--- DATA RECORDS ---
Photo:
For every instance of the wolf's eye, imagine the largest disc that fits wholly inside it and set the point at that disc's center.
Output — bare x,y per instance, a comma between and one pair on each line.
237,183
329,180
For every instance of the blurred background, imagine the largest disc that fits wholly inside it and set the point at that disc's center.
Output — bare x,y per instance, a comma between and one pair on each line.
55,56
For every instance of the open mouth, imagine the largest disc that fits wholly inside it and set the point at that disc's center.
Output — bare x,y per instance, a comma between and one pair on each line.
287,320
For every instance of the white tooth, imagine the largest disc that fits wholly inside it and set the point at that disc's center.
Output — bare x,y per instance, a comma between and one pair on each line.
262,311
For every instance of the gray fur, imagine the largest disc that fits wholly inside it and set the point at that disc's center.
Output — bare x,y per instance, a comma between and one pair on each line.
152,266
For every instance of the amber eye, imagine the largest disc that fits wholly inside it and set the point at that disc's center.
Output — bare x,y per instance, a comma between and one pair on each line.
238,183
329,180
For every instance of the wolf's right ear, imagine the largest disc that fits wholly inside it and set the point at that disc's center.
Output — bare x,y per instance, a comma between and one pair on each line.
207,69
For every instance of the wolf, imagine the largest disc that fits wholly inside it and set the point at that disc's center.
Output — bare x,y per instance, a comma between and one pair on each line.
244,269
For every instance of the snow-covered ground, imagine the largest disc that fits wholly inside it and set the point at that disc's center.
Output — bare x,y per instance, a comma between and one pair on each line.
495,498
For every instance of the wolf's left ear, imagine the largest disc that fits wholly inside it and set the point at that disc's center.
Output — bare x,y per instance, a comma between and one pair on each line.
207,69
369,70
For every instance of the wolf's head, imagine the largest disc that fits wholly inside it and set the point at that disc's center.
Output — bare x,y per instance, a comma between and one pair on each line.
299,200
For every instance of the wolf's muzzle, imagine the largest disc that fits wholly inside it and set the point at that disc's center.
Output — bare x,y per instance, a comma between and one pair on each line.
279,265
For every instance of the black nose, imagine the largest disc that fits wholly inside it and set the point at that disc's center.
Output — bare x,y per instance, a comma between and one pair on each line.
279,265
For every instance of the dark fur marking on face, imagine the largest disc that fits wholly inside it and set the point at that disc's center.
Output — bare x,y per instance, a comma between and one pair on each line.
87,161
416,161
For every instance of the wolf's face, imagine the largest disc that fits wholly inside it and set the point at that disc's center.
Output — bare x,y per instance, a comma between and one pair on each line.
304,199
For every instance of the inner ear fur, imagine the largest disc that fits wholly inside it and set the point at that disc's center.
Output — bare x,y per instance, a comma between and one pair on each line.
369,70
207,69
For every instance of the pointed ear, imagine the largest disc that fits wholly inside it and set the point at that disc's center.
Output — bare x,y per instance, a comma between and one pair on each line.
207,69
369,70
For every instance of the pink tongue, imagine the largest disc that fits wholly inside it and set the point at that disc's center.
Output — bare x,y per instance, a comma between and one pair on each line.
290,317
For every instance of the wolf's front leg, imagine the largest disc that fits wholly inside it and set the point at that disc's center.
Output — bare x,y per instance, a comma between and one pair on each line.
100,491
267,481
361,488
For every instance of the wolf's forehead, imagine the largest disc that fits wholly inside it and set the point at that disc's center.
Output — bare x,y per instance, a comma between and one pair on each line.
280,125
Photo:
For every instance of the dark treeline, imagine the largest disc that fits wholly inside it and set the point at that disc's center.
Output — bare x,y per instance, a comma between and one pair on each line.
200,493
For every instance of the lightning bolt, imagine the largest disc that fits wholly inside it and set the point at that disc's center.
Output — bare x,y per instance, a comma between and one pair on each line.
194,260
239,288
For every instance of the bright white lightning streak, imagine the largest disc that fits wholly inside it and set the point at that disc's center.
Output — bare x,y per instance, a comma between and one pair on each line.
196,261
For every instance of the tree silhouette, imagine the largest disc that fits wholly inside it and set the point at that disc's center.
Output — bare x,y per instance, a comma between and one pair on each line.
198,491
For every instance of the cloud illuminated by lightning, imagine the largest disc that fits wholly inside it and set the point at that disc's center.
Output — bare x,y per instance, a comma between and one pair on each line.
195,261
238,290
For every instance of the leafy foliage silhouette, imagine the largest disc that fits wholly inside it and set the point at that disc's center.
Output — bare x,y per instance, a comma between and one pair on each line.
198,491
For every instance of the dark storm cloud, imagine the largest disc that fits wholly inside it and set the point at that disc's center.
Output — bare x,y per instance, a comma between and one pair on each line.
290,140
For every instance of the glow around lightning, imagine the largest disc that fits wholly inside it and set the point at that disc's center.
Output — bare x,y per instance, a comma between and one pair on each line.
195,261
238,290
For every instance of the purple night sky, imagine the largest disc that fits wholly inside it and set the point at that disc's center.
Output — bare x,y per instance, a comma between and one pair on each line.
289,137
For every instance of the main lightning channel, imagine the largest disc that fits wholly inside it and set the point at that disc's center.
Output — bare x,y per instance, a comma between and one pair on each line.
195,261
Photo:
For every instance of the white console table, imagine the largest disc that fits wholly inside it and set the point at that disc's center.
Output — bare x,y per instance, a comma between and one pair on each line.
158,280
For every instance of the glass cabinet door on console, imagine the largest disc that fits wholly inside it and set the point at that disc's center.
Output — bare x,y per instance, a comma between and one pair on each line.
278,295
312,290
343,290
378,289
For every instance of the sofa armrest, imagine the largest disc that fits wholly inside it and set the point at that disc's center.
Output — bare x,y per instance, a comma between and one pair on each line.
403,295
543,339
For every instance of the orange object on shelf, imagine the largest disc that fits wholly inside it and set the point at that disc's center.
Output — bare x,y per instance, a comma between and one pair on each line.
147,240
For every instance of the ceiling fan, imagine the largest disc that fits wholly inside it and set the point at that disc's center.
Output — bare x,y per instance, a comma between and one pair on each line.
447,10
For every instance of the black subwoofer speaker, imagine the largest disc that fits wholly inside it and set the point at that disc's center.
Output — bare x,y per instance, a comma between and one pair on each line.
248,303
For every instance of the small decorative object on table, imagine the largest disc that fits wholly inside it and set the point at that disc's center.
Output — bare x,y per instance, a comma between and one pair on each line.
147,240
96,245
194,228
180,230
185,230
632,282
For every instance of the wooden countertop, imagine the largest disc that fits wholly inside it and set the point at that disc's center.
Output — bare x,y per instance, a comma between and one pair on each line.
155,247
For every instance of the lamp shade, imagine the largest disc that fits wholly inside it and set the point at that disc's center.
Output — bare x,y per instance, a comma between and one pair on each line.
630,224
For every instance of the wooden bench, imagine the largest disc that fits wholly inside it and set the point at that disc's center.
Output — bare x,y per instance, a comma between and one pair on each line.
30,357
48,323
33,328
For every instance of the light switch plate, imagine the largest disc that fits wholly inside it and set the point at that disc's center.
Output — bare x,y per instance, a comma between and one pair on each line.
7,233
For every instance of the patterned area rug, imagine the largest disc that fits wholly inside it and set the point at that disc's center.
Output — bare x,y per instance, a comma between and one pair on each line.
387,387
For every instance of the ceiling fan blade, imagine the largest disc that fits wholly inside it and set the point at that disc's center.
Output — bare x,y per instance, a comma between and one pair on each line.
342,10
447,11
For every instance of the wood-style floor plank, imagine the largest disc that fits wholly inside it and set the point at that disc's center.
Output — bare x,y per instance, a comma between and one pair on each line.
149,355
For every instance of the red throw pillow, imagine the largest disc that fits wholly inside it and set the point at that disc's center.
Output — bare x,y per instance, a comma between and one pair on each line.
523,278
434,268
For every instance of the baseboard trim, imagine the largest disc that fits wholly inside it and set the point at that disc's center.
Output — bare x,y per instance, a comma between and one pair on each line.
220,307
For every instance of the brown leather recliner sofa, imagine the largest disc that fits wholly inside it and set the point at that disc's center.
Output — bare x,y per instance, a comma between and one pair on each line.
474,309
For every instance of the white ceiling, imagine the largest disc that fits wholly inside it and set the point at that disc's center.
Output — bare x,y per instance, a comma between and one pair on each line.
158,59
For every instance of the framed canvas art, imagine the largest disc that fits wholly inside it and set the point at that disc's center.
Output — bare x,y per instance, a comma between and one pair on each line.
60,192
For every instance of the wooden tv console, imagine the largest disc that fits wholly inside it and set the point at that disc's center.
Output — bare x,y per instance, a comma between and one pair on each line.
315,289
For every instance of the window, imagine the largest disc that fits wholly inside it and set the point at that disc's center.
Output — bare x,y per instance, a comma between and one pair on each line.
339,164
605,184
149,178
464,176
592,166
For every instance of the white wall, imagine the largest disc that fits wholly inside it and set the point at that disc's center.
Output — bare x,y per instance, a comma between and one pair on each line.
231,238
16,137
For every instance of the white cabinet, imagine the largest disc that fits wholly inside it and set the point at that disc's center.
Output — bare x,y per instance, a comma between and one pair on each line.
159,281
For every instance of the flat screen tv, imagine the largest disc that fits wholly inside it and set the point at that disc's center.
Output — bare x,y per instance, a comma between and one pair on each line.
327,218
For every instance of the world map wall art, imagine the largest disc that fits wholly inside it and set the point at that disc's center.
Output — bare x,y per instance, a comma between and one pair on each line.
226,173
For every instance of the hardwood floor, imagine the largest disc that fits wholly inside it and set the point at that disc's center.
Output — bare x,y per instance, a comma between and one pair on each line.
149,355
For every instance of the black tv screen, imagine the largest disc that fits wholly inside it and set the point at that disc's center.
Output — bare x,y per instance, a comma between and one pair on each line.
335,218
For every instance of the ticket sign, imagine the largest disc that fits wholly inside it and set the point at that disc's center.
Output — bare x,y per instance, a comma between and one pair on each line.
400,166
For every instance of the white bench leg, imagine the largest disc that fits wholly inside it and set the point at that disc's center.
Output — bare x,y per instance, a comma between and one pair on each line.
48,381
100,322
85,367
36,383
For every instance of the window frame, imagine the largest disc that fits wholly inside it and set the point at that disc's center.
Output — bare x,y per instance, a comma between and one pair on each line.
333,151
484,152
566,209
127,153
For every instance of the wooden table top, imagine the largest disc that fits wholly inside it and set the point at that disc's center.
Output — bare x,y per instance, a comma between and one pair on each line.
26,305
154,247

--- INSTRUCTION ---
Your task is to output exactly the lines running from the one with "For every instance of the hardwood" through the final line of the material above, with both ends included.

--- SOLUTION TO THIS PROBLEM ---
For every instance of the hardwood floor, imagine the largest disc that fits wholly inside it and set the point at that disc's center.
Output — bare x,y per instance, a comma between and one pair on each line.
149,355
For every instance of the black tv screen, imagine the largest disc that fits wholly inside it and set the point at that disc's center.
Output — bare x,y per instance, a comma between and one pair on each line.
335,218
For every instance of the ticket sign, imagine the largest disc that fits wholly inside it and set the point at that disc's center.
Output — bare x,y per instance, a comma between and one pair on each line.
400,166
For every instance of the white bench leg, imagine the largest disc that fits wholly inside it and set the point at that disc's center.
Output — bare x,y per instance, a comma between and one pair on each line.
48,381
100,322
85,367
36,383
For every instance of the window frame, imagine the largest disc that fits wholly inside it and set the point at that disc's center.
Output — bare x,y per instance, a comma between and one pair on each line.
333,151
484,152
566,209
127,153
For every instance of the wooden table top, imagine the largest disc that fits wholly inside it and set the point at that disc's center.
Output — bare x,y per instance, a comma between and one pair on each line.
26,305
154,247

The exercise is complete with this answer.